ИСХОДНЫЙ ТЕКСТ →

________________________

Настал черёд Есенина…
*
Ройзман:
- «Есенин с большим подъёмом прочитал отрывок
из «Страны негодяев».           
Цируль был взволнован.
- Какой вы молодец, - сказал он Сергею, – Какой большой молодец!»
*
Говорят, читал Есенин, как бог.
И думают, что это у него от рождения.
Однако, если внимательно читать воспоминания,
то выяснится, что Есенин ещё в 1915-том
был уроки в Петрограде у одного из лучших мастеров сценической речи.
*
А в чём, собственно, большой молодец Есенин?...
Кроме потрясающего чтения.
Обычно печатают так:

                Чекистов:
              - Ну и ночь! Что за ночь!
                Чёрт бы взял эту ночь
                С ... адским холодом,
                И такой темнотой...

Но в стенах Моссовета,
с видом на Тверскую и обелиск Свободы
(раньше памятник Скобелеву, сейчас Юрию Долгорукому)
Есенин, наверное, прочёл «с ... ядским холодом»...
                ( второе лирическое отступление:
                тут случился второй затык -
                было ещё две буквы б и л
                и это, видиомо, стало второй причиной забанить)
Молодец Есенин –
начальнику Московской губернской милиции Цирулю понравилось.

                Чекистов:
          - Мать твою в эт–твою
                (читай правильно)

________________________

Записи с размеченными точками
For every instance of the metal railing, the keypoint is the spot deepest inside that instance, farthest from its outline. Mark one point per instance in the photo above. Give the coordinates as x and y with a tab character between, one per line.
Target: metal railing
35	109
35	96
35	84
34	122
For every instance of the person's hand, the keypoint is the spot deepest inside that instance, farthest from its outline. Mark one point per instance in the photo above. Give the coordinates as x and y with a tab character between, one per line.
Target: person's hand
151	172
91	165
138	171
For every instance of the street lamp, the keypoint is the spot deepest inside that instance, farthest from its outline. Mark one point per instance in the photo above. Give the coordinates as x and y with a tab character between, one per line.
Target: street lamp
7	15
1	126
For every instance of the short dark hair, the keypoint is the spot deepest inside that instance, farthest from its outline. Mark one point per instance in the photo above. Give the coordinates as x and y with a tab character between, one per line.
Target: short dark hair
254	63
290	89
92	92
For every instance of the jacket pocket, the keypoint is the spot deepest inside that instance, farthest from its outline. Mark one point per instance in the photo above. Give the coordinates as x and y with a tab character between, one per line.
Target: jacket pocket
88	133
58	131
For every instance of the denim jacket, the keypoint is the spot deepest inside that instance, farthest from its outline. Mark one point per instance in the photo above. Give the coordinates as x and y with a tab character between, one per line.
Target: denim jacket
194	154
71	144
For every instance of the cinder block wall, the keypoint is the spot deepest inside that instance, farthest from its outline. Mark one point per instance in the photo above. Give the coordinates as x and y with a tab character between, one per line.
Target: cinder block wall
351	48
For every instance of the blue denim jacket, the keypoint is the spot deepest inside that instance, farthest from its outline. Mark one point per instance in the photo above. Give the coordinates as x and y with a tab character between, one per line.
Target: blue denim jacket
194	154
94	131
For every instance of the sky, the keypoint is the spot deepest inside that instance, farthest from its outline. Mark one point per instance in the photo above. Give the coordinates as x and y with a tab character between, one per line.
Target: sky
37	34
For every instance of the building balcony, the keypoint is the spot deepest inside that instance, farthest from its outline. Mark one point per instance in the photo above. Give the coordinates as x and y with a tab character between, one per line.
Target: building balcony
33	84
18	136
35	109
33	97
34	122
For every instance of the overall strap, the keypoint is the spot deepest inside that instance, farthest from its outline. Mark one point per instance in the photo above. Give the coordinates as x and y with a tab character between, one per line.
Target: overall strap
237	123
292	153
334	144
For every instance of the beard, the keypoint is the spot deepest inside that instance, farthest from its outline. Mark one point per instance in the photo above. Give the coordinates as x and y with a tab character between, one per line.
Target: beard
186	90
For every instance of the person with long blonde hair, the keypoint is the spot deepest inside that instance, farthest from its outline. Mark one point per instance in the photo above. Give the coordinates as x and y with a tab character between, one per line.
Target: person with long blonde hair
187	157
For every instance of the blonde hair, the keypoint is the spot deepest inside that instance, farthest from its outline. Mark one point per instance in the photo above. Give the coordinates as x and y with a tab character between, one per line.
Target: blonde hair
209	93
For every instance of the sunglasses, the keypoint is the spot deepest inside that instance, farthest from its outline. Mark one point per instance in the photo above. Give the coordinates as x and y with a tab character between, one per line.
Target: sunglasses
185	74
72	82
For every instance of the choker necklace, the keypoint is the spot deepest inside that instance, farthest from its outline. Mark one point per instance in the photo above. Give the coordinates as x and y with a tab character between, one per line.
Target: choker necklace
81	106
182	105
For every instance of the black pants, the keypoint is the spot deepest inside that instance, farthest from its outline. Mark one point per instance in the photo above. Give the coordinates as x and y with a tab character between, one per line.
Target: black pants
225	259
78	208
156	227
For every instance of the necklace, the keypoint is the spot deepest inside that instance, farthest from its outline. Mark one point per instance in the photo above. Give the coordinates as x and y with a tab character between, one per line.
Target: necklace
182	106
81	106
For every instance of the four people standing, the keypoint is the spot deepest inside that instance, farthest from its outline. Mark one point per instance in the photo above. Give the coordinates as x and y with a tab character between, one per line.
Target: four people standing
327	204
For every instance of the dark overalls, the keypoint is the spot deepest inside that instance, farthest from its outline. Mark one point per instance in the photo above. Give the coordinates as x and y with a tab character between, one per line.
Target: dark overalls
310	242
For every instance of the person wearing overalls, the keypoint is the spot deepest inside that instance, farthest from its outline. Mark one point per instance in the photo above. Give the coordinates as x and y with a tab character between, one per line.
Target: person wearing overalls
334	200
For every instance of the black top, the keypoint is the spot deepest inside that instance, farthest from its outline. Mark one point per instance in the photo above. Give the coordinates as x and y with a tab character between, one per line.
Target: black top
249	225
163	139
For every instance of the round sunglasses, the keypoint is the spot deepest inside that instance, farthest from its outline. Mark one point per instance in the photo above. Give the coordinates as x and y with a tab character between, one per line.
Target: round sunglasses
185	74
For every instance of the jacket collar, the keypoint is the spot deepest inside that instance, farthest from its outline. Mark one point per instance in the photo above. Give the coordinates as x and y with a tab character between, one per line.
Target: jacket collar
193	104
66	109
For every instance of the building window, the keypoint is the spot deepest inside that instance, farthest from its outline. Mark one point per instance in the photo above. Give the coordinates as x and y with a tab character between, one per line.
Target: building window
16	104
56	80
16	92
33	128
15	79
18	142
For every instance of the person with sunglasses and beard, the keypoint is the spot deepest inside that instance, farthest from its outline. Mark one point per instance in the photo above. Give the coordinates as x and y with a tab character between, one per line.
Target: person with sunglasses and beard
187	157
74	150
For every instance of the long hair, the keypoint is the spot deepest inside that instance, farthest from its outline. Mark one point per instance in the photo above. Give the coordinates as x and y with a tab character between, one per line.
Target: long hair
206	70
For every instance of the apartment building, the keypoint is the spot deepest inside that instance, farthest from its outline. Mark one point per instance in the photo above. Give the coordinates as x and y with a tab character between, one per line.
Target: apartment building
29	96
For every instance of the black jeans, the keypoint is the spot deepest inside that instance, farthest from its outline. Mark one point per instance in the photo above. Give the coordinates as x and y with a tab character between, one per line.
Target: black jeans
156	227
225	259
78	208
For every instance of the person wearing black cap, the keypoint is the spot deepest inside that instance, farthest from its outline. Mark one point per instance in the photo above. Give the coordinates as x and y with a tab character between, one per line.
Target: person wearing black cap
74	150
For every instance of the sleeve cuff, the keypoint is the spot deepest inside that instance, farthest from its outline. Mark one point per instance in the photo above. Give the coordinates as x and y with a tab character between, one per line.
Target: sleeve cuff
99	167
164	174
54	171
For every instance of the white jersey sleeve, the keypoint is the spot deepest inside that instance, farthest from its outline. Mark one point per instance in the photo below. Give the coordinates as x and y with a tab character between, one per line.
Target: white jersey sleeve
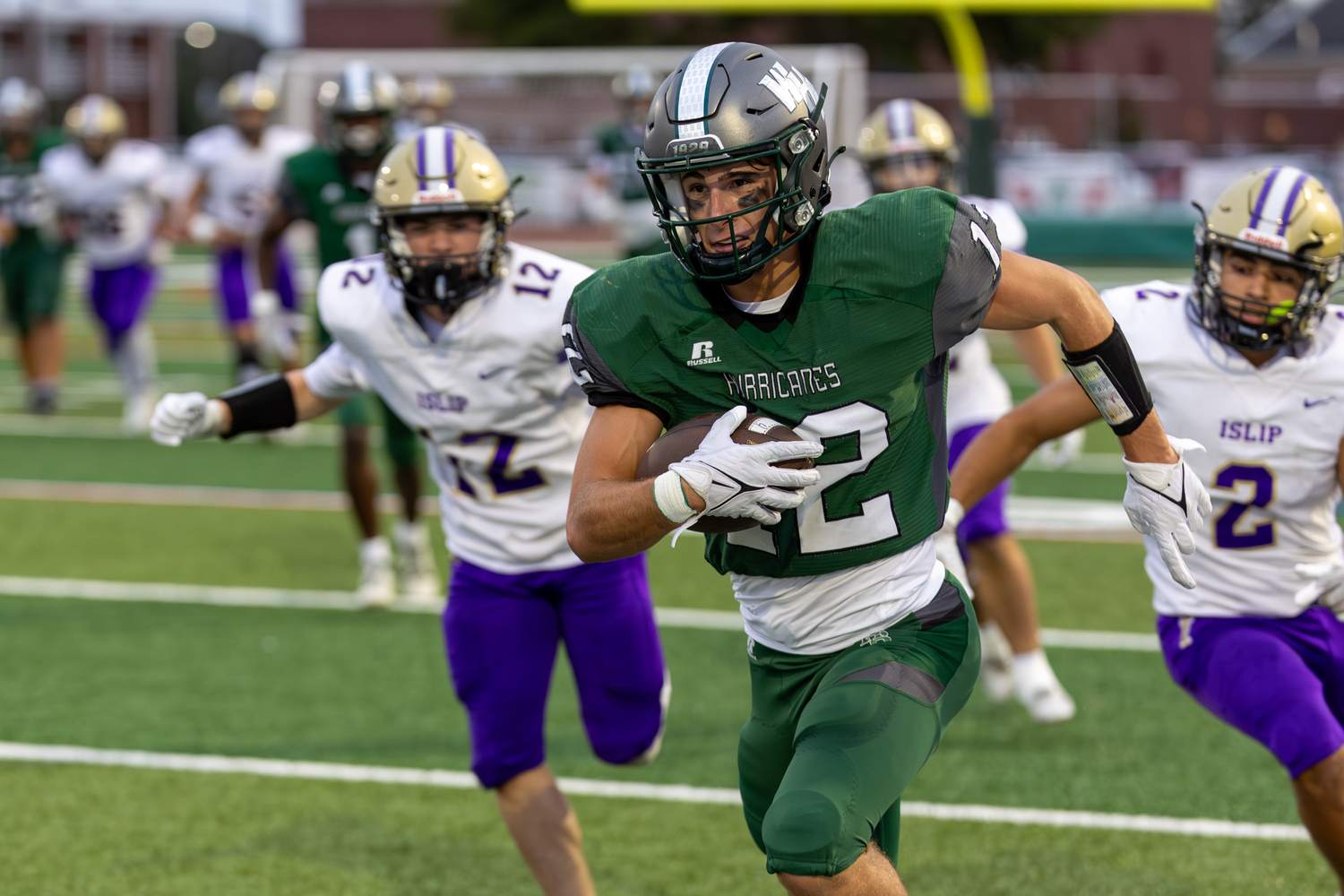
491	395
336	374
1271	440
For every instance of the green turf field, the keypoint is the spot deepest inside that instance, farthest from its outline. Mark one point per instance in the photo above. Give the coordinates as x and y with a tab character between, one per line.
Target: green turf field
373	689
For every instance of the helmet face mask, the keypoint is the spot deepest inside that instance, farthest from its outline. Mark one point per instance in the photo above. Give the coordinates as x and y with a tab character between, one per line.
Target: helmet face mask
734	104
1265	261
443	180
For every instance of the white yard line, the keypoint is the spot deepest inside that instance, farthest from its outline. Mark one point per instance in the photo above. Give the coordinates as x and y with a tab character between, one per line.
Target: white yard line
308	599
626	790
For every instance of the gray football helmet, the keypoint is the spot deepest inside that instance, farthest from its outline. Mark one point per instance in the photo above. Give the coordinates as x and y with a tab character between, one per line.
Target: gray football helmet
733	102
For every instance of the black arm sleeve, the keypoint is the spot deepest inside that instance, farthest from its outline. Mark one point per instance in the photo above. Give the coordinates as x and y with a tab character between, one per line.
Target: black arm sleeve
588	368
969	277
261	406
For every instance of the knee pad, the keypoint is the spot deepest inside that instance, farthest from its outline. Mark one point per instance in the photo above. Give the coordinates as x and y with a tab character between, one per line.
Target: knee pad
803	831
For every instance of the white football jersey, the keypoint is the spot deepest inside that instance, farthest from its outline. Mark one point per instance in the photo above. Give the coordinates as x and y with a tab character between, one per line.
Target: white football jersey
117	203
239	177
976	392
492	395
1271	438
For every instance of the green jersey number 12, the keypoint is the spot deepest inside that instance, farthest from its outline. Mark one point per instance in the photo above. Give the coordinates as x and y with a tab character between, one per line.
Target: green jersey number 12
857	435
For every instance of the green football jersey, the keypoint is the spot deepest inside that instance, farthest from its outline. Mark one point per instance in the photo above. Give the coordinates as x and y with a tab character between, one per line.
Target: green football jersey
316	187
857	360
23	199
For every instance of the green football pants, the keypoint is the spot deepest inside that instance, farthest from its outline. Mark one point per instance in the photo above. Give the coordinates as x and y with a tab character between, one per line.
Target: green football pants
31	273
835	739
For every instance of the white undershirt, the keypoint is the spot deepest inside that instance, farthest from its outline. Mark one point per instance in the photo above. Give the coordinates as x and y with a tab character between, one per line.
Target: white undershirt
768	306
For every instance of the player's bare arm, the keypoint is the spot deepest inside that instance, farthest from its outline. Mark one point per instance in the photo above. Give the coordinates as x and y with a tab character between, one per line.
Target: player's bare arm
612	514
1034	292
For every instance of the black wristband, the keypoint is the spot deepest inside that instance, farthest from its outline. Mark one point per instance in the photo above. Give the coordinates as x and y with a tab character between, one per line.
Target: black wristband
1109	374
263	405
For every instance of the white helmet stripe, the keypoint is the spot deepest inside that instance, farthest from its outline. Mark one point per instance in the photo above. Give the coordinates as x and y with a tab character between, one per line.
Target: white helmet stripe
694	96
1274	204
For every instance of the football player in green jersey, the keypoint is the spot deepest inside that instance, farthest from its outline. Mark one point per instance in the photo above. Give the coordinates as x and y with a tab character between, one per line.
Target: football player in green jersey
31	250
860	643
330	185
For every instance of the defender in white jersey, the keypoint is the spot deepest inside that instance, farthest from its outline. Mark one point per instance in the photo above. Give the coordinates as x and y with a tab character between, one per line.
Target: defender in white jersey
1249	362
112	194
459	331
238	167
905	144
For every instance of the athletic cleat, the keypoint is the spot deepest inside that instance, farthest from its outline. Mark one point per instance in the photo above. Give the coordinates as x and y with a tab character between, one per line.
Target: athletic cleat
43	400
137	410
376	581
995	662
1039	691
421	586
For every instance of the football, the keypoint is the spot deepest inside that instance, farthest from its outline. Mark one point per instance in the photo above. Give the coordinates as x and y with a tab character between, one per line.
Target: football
685	438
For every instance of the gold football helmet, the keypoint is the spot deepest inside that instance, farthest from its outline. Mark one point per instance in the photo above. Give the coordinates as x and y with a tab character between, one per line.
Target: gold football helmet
1281	214
247	90
443	171
96	116
903	136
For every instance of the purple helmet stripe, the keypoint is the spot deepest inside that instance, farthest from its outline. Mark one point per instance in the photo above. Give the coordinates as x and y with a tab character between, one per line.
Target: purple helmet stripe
448	158
1292	201
1260	201
419	158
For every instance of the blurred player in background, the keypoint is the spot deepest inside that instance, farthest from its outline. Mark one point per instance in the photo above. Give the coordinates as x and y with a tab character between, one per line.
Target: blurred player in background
238	167
112	195
460	332
331	185
31	247
1250	363
618	196
425	101
906	144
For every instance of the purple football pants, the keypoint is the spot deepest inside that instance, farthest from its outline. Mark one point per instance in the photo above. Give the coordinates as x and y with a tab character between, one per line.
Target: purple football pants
233	282
120	297
986	517
503	632
1279	681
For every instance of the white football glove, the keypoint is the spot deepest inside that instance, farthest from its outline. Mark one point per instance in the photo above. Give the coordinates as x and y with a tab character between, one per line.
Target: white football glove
737	479
945	544
185	416
1325	587
1059	452
1167	503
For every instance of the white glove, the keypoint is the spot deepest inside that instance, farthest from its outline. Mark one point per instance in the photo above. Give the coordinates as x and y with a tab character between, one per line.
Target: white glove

________________________

СПИСОК ЗАДАНИЙ →
[a] Перечислите все строки записей, где встречается слово «gold».
[b] Подхватите текст о том, как Есенин читал «Страну негодяев», и продолжите его после последней строки.

ОТВЕТЫ ПО ЗАДАНИЯМ →
[a]
For every instance of the gold football helmet, the keypoint is the spot deepest inside that instance, farthest from its outline. Mark one point per instance in the photo above. Give the coordinates as x and y with a tab character between, one per line.
Target: gold football helmet

[b]
            Ветер, как сумасшедший мельник,
            Крутит жерновами облаков
            День и ночь...
            День и ночь...
            А народ ваш сидит, бездельник,
            И не хочет себе ж помочь.
            Нет бездарней и лицемерней,
            Чем ваш русский равнинный мужик!
            Коль живёт он в Рязанской губернии,
            Так о Тульской не хочет тужить.
            То ли дело Европа?
            Там тебе не вот эти хаты,
            Которым, как глупым курам,
            Головы нужно давно под топор...

Чекистов у Есенина хает и полоскает всех –
«грязную мордву», «вонючих черемисов», русский народ:

          - Я ругаюсь и буду упорно
            Проклинать вас хоть тысячи лет,
            Потому что...
            Потому что хочу в уборную,
            А уборных в России нет.
            Странный и смешной вы народ!
            Жили весь век свой нищими
            И строили храмы Божии...
            Да я б их давным-давно
            Перестроил в места отхожие.
            Ха–ха!
            Что скажешь, Замарашкин?
            Ну?
            Или тебе обидно,
            Что ругают твою страну?...

Молодец Есенин –
все уже догадались, что Чекистов, это Троцкий –
И менту–Цирулю нравится.
Мать твою, ё... твою! – звучит в Моссовете на Тверской.
Потом приходит бандит Номах:
             
                - Что другие?
                Свора голодных нищих.
                Им всё равно...
                В этом мире немытом
                Душу человеческую
                Ухорашивают рублём,
                И если преступно здесь быть бандитом,
                То не более преступно,
                Чем быть королём...
                Я слышал, как этот прохвост
                Говорил тебе о Гамлете.
                Что он в нём смыслит?
                Гамлет восстал против лжи,
                В которой варился королевский двор.
                Но если б теперь он жил,
                То был бы бандит и вор.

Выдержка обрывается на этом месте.